* _Abgedruckter Text_:
· · · · · · ·

Kleine, eher dunkelhäutige Menschen, Lärm, Dreck, Kriminalität gepaart mit Armut, Mafia. Diese Stereotypen kommen einem sofort in den Sinn, wenn man an Sizilien denkt. Ich nehme es gleich vorweg, so haben wir Sizilien nicht kennengelernt, ganz im Gegenteil.

Es ist der 24. April, zeitig in der Früh, als wir die Leinen lösen, ein letztes Mal Taranto winken und aus dem Hafen tuckern. 46 Stunden, einen nächtlichen Besuch von der Guardia Costiera, ungezählten Segelwechsel und zig Motorstunden später kommen wir in Aci Trezza auf Sizilien an. Wir wären schon 4 Stunden eher dagewesen, aber mitten in der stockdunklen Nacht wollen wir nicht in den engen Hafen einfahren, weshalb wir uns einige Meilen vor der Hafeneinfahrt einfach haben treiben lassen. Vor dem Hafen liegen nämlich riesige Felsen im Wasser, die einst der geblendete Zyklop Odysseus nachgeworfen hat. Bei Sonnenaufgang tuckern wir in den engen Hafen um den einzigen Platz der öffentlichen Mole, der noch dazu gratis ist, zu belegen.

Gregor hat uns den Tipp mit Aci Trezza gegeben, seiner Meinung nach ein typisch sizilianischer Fischerort, der noch nicht gänzlich durch den Tourismus zerstört ist. Gregor, Du hast eindeutig recht, vielen Dank für diesen wertvollen Tip. Aci Trezza ist zumindest in der Vorsaison ein verschlafenes Nest mit gemütlichen Einwohnern. An der Mole treffen sich schon bei Sonnenaufgang die alten Männer und fischen den ganzen Tag. Wir sollen uns vor Dieben in Acht nehmen, die unsere Fahrräder klauen könnten, raten sie uns, aber sie werden eh den ganzen Tag da sein und aufpassen, versichern sie. Wir haben also unsere persönlichen golden Boatboys.

Mit unseren Rädern fahren wir in das nahe Catania, was für eine quirlige Stadt! Im krassen Gegensatz zu Wien nehmen die Autofahrer hier wirklich Rücksicht auf uns Fahrradfahrer.

In der Stadt endlich angekommen, können wir auf den ersten Blick erkennen, dass die Normannen, die in Sizilien vor rund 1000 Jahren herrschten, deutlich sichtbare Spuren hinterlassen haben. Wie zum Beispiel die Kathedrale von Catania, ein vergleichsweise schlichter, dennoch prächtiger Bau, in dem sich auch die Gräber wichtiger normannischer Herrscher befinden. Die Normannen schufen ein multikulturelles Königreich mit bemerkenswerter Toleranz und kultureller Blüte. Durch Erbschaft fiel Sizilien an die Staufer. Vor allem Friedrich II machte Sizilien zu einem der am modernsten verwalteten Staaten Europas mit hohem Bildungs- und Rechtsniveau. Beide Dynastien prägten Sizilien als Brücke zwischen Orient und Okzident, ein Erbe, das noch heute vielfach in Kultur und Architektur sichtbar ist.

· · · · · · ·

* _Gezeigte Zeilen_:
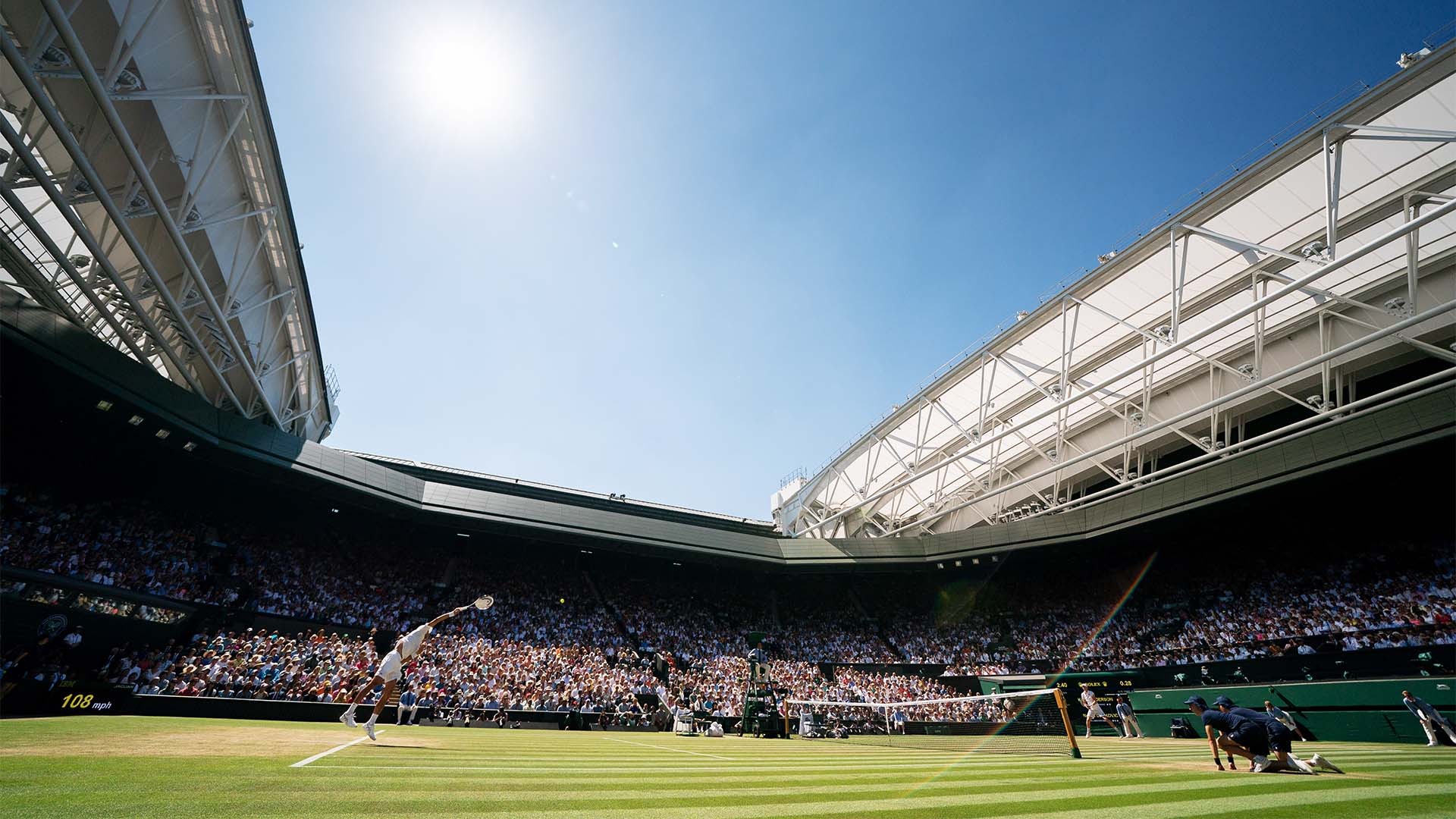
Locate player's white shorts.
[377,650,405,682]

· · · · · · ·

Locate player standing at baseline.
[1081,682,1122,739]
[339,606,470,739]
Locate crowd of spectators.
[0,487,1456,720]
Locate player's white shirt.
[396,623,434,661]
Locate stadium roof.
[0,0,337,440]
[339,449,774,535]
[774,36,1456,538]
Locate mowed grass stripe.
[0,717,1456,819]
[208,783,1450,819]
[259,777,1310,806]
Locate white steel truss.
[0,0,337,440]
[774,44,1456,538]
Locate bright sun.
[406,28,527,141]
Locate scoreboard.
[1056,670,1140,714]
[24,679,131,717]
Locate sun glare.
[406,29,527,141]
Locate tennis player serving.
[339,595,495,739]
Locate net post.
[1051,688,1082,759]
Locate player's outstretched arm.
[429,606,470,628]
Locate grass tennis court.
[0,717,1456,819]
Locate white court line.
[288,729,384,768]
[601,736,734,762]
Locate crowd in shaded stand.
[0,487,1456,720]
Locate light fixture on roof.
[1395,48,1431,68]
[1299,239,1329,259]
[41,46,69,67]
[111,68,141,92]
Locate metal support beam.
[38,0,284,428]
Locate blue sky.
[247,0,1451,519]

· · · · · · ·

* _Gestellte Aufgaben_:
1 - Stimmen diese Aussagen mit dem Reisebericht über Sizilien überein: (a) Die Fahrt von Taranto bis Aci Trezza dauerte 46 Stunden. (b) Für den Platz an der öffentlichen Mole musste bezahlt werden. (c) In Catania nehmen die Autofahrer kaum Rücksicht auf Radfahrer? Antworten Sie jeweils mit Ja oder Nein und zitieren Sie wörtlich die entscheidenden Worte des Berichts.
2 - Können Sie den Reisebericht über Sizilien von „Kleine, eher dunkelhäutige“ bis „ganz im Gegenteil.“ unverändert abdrucken?
Die Zeilen stammen aus einer anderen Quelle als der Reisebericht über Sizilien.

* _Die Lösungen_:
1 -
(a) Ja: „46 Stunden, einen nächtlichen Besuch von der Guardia Costiera, ungezählten Segelwechsel und zig Motorstunden später kommen wir in Aci Trezza auf Sizilien an“
(b) Nein: „der noch dazu gratis ist“
(c) Nein: „nehmen die Autofahrer hier wirklich Rücksicht auf uns Fahrradfahrer“

2 -
Kleine, eher dunkelhäutige Menschen, Lärm, Dreck, Kriminalität gepaart mit Armut, Mafia. Diese Stereotypen kommen einem sofort in den Sinn, wenn man an Sizilien denkt. Ich nehme es gleich vorweg, so haben wir Sizilien nicht kennengelernt, ganz im Gegenteil.